Required task A
Translate this sentence from the passage on aluminum diffusion into Spanish: "The coordination of Al atom on the surface changes in the presence of Ga."
******
Next we explain the low barrier at the bridge position between the fcc and hcp sites. Mainly, not only can the Al adsorbing on Ga strips (B44 position in Fig. 4a, c) form bonds with two nearest bridge atoms (dAl-Ga ~ 2.58 Å), it can also bond with two other Ga atoms along the orthogonal direction (dAl-Ga ~ 2.76 and 2.95 Å). As the bonds along this orthogonal direction are weaker, these Ga atoms could elevate slightly from the surface and move closer to adsorbing Al with distances shortened to Al-Al distance in the bulk (2.87 Å). That is to say, having four bonds is more energetically beneficial than maintaining a 3-fold symmetric adsorption site with 3 nearest atoms.

The above analysis was performed on Al(111) surface where adatoms are 3-fold coordinated and diffusion barrier for Al self-diffusion is trivial. Similar conclusions can be made for Al(100) and (110) surfaces containing Ga islands (see Supplementary Fig. 14). The coordination of Al atom on the surface changes in the presence of Ga. For example, Al acquires two extra neighbors when attaches to the Ga island which may serve as a nucleation site both at (100) and (110). Especially drastic observation is received for Al(110) case. The lowest energy position is at the Ga island site because Al binds not only to Ga but also subsurface Al neighbors. This increases the overall adsorption energy. Thus, the ability of Ga atoms to promote an additional bonding with Al adatoms make it a perfect “surfactant” to augment the growth kinetics.

The above calculations assume that there are no strong interactions with molecules of the ionic liquid. Such interactions could come during electroplating. We investigated an effect of ionic liquid on a bridge-hopping diffusion process for (100) surface (see Supplementary Fig. 15). Although the adatom bonding with the ionic liquid molecules changes, the strength of interaction with ionic liquid is order of magnitude smaller than the interaction of adatom with the substrate. As a consequence, earlier approximation to explain the contribution from the Ga coverage on Al deposition is adequate.

The energy landscape of the Al diffusion support the nucleation and growth process described above and illustrated in Fig. 2a. Ga strongly modifies the surface morphology making native defect sites inaccessible for Al growth (preventing low Coulombic efficiency). Al diffuses away from Ga-covered surface towards the free Al surface and nucleates at the Al-Ga disordered interface of Ga-free surface. Thus, the directed diffusion increases Coulombic efficiency and prevents the passivation of the electrode due to the multilayer coverage (observed, for example, in underpotential deposition conditions24).
******
Required task B
Tally the lines in the rows below that contain the string "white". Reply with the number only.

Data section
******
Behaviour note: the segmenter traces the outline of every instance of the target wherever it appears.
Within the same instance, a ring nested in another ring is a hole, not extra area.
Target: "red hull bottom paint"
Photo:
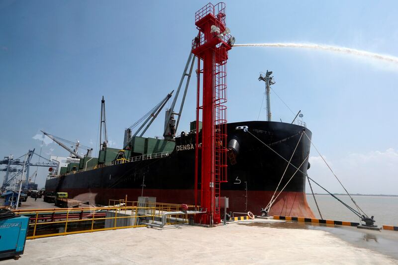
[[[51,190],[49,190],[51,191]],[[53,190],[55,191],[55,190]],[[108,205],[109,199],[136,201],[138,197],[156,197],[156,201],[168,203],[193,205],[193,189],[160,189],[132,188],[62,189],[59,191],[68,192],[69,197],[90,204]],[[274,191],[261,190],[221,190],[221,196],[229,198],[228,212],[246,212],[260,214],[271,199]],[[199,194],[200,196],[200,194]],[[222,211],[221,211],[222,212]],[[284,191],[281,193],[269,213],[270,215],[298,216],[314,218],[315,216],[307,203],[303,192]]]

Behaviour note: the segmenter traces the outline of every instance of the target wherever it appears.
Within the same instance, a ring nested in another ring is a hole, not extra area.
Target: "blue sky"
[[[178,86],[197,33],[195,12],[207,2],[2,0],[0,156],[39,151],[33,138],[40,130],[95,148],[102,95],[108,138],[121,147],[124,128]],[[398,56],[396,1],[226,2],[236,43],[314,43]],[[273,89],[294,111],[301,110],[349,191],[397,194],[398,66],[325,51],[235,47],[228,65],[229,121],[257,119],[264,90],[257,78],[267,69]],[[193,82],[179,131],[195,118],[195,88]],[[274,120],[293,120],[271,96]],[[162,134],[163,118],[147,136]],[[42,153],[67,155],[54,143]],[[310,159],[309,175],[341,192],[313,149]],[[36,179],[41,185],[45,172]],[[367,182],[373,177],[377,183]]]

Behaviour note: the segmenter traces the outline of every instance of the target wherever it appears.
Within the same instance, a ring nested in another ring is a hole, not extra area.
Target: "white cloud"
[[[394,148],[351,153],[326,161],[350,193],[398,194],[398,151]],[[310,177],[332,192],[344,193],[320,157],[311,157],[309,162]],[[317,186],[313,188],[314,192],[324,193]]]
[[[44,141],[43,139],[43,137],[44,138]],[[50,139],[49,137],[46,137],[44,136],[44,135],[39,134],[38,133],[36,135],[35,135],[34,136],[33,136],[33,137],[32,137],[32,139],[34,139],[35,140],[38,140],[39,141],[40,141],[40,144],[41,144],[41,142],[43,141],[43,142],[44,143],[45,145],[46,145],[46,146],[47,146],[53,142],[53,140]]]
[[[50,148],[48,150],[48,152],[46,152],[46,154],[49,156],[50,155],[52,155],[52,153],[53,153],[53,151],[54,151],[54,148]]]

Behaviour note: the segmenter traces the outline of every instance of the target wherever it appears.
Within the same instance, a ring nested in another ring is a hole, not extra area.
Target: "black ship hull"
[[[247,126],[258,139],[236,129],[242,126]],[[221,183],[221,196],[229,198],[228,211],[260,214],[288,166],[275,152],[289,160],[303,130],[310,139],[309,130],[294,124],[265,121],[227,124],[227,142],[234,146],[235,152],[229,157],[228,182]],[[168,156],[50,177],[46,190],[67,192],[70,197],[101,205],[126,195],[130,200],[136,200],[139,196],[153,196],[161,202],[194,204],[195,134],[177,137],[175,141],[174,150]],[[302,172],[288,167],[278,190],[287,185],[273,204],[270,214],[313,217],[305,196],[310,146],[303,134],[291,160]]]

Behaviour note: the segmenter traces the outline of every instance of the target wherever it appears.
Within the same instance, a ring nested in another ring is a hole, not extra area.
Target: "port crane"
[[[1,185],[2,189],[5,189],[5,187],[9,185],[11,182],[12,179],[14,179],[15,177],[22,173],[26,172],[26,176],[28,176],[29,175],[29,171],[30,167],[44,167],[50,168],[56,167],[58,166],[58,163],[56,162],[50,161],[48,159],[47,159],[41,156],[37,155],[34,152],[34,149],[33,150],[29,150],[26,154],[15,159],[13,158],[13,156],[10,155],[8,157],[5,157],[4,159],[0,160],[0,165],[6,165],[5,168],[3,169],[0,169],[0,171],[5,172],[5,175],[4,177],[3,183]],[[36,156],[39,156],[40,158],[45,159],[47,161],[44,162],[32,163],[31,160],[33,155],[36,155]],[[21,161],[20,159],[24,156],[25,156],[25,159],[23,161]],[[11,168],[10,166],[11,165],[22,166],[23,167],[23,170],[21,169],[18,170],[16,167]],[[12,176],[10,176],[10,173],[14,173],[14,175]],[[26,187],[27,187],[28,185],[29,184],[29,178],[26,177],[25,183],[25,186]]]

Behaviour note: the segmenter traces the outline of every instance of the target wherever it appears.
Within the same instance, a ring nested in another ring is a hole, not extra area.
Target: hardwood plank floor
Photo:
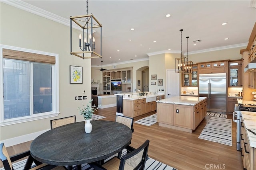
[[[99,109],[96,113],[106,117],[104,120],[114,121],[116,111],[114,107]],[[154,113],[137,117],[134,121]],[[232,122],[232,147],[198,138],[210,117],[206,116],[192,133],[159,127],[157,123],[149,127],[134,123],[130,145],[137,148],[149,140],[149,156],[178,170],[209,169],[211,164],[215,169],[242,170],[241,153],[236,150],[235,122]],[[232,119],[232,115],[228,115],[228,118]],[[31,142],[7,149],[13,155],[28,149]]]

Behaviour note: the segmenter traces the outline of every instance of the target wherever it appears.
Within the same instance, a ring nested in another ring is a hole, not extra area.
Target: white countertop
[[[241,111],[244,120],[244,125],[249,138],[250,146],[256,148],[256,112]]]
[[[178,96],[158,100],[156,102],[182,105],[195,106],[206,98],[204,97]]]
[[[237,102],[238,103],[238,104],[256,104],[256,102],[249,100],[243,100],[240,99],[237,99]]]

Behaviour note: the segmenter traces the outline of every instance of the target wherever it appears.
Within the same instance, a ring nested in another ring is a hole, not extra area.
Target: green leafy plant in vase
[[[83,115],[84,119],[86,120],[84,125],[84,130],[86,133],[90,133],[92,132],[92,126],[90,122],[90,119],[93,114],[98,109],[98,107],[95,105],[91,107],[92,100],[93,99],[90,100],[86,106],[83,105],[83,107],[79,107],[78,109],[79,110],[80,114]]]

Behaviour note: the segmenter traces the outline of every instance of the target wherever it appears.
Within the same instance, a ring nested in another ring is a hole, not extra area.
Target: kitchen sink
[[[156,101],[156,96],[146,96],[146,102],[147,103],[148,103],[151,102],[154,102]]]

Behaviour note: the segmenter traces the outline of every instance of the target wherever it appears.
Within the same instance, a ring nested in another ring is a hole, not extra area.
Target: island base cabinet
[[[158,103],[156,112],[158,123],[173,125],[173,104]]]
[[[194,106],[174,104],[173,125],[194,129]]]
******
Answer A
La coordinación del átomo de Al en la superficie cambia en presencia de Ga.

Answer B
2